[A run of records]
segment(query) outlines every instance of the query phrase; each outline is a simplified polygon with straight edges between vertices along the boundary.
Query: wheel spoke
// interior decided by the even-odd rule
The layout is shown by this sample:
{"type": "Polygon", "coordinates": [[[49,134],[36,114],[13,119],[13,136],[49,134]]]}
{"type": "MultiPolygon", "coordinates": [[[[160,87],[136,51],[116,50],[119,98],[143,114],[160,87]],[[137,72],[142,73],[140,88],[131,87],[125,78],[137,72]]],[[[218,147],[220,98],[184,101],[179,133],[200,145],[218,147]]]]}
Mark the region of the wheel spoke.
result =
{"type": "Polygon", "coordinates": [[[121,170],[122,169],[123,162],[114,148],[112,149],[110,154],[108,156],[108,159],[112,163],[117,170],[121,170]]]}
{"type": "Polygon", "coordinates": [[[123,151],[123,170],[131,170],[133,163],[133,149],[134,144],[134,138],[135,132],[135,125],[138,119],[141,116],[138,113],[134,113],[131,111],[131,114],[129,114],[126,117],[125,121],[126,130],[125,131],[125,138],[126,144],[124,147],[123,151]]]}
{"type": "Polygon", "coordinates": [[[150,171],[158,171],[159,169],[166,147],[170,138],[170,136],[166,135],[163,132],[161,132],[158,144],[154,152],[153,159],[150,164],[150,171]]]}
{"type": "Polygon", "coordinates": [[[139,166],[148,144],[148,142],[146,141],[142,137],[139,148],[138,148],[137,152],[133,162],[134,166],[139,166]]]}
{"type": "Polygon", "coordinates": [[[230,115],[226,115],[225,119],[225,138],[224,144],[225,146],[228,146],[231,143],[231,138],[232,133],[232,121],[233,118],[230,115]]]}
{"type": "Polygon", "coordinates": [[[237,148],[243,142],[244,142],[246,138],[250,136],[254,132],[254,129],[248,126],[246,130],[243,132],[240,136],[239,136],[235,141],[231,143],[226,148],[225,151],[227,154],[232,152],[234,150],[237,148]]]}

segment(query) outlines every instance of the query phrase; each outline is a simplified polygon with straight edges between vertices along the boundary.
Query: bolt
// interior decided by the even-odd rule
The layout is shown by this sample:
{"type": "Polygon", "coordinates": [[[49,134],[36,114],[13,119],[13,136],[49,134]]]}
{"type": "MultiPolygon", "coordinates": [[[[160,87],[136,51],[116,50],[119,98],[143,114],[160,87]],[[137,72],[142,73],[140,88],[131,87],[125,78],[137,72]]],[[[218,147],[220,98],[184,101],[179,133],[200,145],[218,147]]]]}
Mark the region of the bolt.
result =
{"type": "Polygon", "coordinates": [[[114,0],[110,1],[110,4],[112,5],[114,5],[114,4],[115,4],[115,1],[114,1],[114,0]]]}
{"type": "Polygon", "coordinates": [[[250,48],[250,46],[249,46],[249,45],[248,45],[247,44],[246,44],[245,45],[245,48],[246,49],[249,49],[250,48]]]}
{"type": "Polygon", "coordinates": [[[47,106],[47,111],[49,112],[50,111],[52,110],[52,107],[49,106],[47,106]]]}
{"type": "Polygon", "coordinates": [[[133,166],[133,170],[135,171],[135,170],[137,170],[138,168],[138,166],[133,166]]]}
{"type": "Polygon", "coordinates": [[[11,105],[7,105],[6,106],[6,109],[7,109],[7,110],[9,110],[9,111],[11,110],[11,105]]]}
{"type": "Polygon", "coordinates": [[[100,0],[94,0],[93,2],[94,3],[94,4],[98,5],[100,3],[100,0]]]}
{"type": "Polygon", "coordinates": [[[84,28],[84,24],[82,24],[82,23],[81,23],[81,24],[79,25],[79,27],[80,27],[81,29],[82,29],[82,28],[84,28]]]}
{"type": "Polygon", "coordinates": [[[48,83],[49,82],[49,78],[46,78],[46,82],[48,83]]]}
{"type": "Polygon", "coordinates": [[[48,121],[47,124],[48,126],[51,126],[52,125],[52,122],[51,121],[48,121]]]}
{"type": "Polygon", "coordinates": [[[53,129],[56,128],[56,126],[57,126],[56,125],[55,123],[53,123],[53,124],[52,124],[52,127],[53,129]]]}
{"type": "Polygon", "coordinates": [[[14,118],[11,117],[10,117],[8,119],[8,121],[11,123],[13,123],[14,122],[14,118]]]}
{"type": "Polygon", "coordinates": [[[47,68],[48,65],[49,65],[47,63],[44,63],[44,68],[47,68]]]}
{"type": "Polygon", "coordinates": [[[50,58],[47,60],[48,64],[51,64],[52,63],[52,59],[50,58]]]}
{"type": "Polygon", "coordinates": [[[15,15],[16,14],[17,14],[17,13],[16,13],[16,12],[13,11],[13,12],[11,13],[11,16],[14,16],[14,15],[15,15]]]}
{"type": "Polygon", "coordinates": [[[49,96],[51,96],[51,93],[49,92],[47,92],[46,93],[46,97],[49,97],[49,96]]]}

■ **REQUIREMENTS**:
Retype the whole listing, matching it exactly.

■ **ANSWER TO THE PROBLEM**:
segment(query) outlines every instance of the query phrase; each outline is a simplified polygon with straight edges between vertices along the boundary.
Query: wheel spoke
// interior decided by the even-odd rule
The layout is shown by this sample:
{"type": "Polygon", "coordinates": [[[49,134],[36,114],[13,119],[13,136],[49,134]]]}
{"type": "MultiPolygon", "coordinates": [[[[160,87],[136,51],[116,50],[119,98],[143,114],[160,87]],[[137,72],[142,73],[140,88],[131,87],[125,78],[137,72]]],[[[218,147],[220,98],[184,101],[179,133],[200,145],[218,147]]]]}
Mark the region of the wheel spoke.
result =
{"type": "Polygon", "coordinates": [[[121,170],[122,169],[123,162],[114,148],[112,149],[110,154],[108,156],[108,159],[112,163],[117,170],[121,170]]]}
{"type": "Polygon", "coordinates": [[[123,151],[123,170],[131,170],[133,163],[133,149],[134,144],[134,138],[135,132],[135,125],[138,119],[141,116],[138,113],[134,113],[131,111],[131,114],[129,114],[126,117],[125,121],[126,130],[125,131],[125,138],[126,144],[124,147],[123,151]]]}
{"type": "Polygon", "coordinates": [[[150,171],[158,171],[159,169],[166,147],[170,138],[170,136],[166,135],[163,132],[161,132],[158,144],[154,152],[153,159],[150,164],[150,171]]]}
{"type": "Polygon", "coordinates": [[[139,166],[148,144],[148,142],[146,141],[142,137],[139,148],[138,148],[137,152],[133,162],[134,166],[139,166]]]}
{"type": "Polygon", "coordinates": [[[230,115],[226,115],[225,119],[225,138],[224,144],[225,146],[228,146],[231,143],[231,138],[232,133],[232,121],[233,118],[230,115]]]}
{"type": "Polygon", "coordinates": [[[237,148],[243,142],[244,142],[246,138],[250,136],[254,132],[254,129],[248,126],[246,130],[243,132],[240,136],[239,136],[235,141],[231,143],[226,148],[225,151],[227,154],[232,152],[234,150],[237,148]]]}

segment(query) outlines every instance of the query phrase; each outline is a simplified polygon with straight edges between vertices along the boundary.
Query: bolt
// interior decided by the even-odd rule
The layout is shown by this sample:
{"type": "Polygon", "coordinates": [[[49,134],[36,114],[13,119],[13,136],[49,134]]]}
{"type": "MultiPolygon", "coordinates": [[[[160,87],[136,51],[116,50],[119,98],[143,114],[160,87]],[[137,72],[142,73],[140,88],[131,87],[125,78],[137,72]]],[[[218,147],[220,98],[184,101],[179,133],[200,145],[218,147]]]]}
Mark the region of the bolt.
result =
{"type": "Polygon", "coordinates": [[[114,0],[110,1],[110,4],[112,5],[114,5],[114,4],[115,4],[115,1],[114,1],[114,0]]]}
{"type": "Polygon", "coordinates": [[[250,48],[250,46],[249,46],[249,45],[248,45],[247,44],[246,44],[245,45],[245,48],[246,49],[249,49],[250,48]]]}
{"type": "Polygon", "coordinates": [[[47,106],[47,111],[49,112],[50,111],[52,110],[52,107],[49,106],[47,106]]]}
{"type": "Polygon", "coordinates": [[[133,166],[133,170],[135,171],[135,170],[137,170],[138,168],[138,166],[133,166]]]}
{"type": "Polygon", "coordinates": [[[11,105],[7,105],[6,106],[6,109],[7,109],[7,110],[9,110],[9,111],[11,110],[11,105]]]}
{"type": "Polygon", "coordinates": [[[100,0],[94,0],[93,2],[94,3],[94,4],[98,5],[100,3],[100,0]]]}
{"type": "Polygon", "coordinates": [[[84,28],[84,24],[82,24],[82,23],[81,23],[81,24],[79,25],[79,27],[80,27],[81,29],[82,29],[82,28],[84,28]]]}
{"type": "Polygon", "coordinates": [[[48,83],[49,82],[49,78],[46,78],[46,82],[48,83]]]}
{"type": "Polygon", "coordinates": [[[48,121],[47,124],[48,126],[51,126],[52,125],[52,122],[51,121],[48,121]]]}
{"type": "Polygon", "coordinates": [[[53,129],[56,128],[56,126],[57,126],[56,125],[55,123],[53,123],[53,124],[52,124],[52,127],[53,129]]]}
{"type": "Polygon", "coordinates": [[[14,118],[11,117],[10,117],[8,119],[8,121],[11,123],[13,123],[14,122],[14,118]]]}
{"type": "Polygon", "coordinates": [[[47,68],[48,65],[49,65],[47,63],[44,63],[44,68],[47,68]]]}
{"type": "Polygon", "coordinates": [[[50,58],[47,60],[48,64],[51,64],[52,63],[52,59],[50,58]]]}
{"type": "Polygon", "coordinates": [[[15,15],[16,14],[17,14],[17,13],[16,13],[16,12],[13,11],[13,12],[11,13],[11,16],[14,16],[14,15],[15,15]]]}
{"type": "Polygon", "coordinates": [[[49,96],[51,96],[51,93],[49,92],[47,92],[46,93],[46,97],[49,97],[49,96]]]}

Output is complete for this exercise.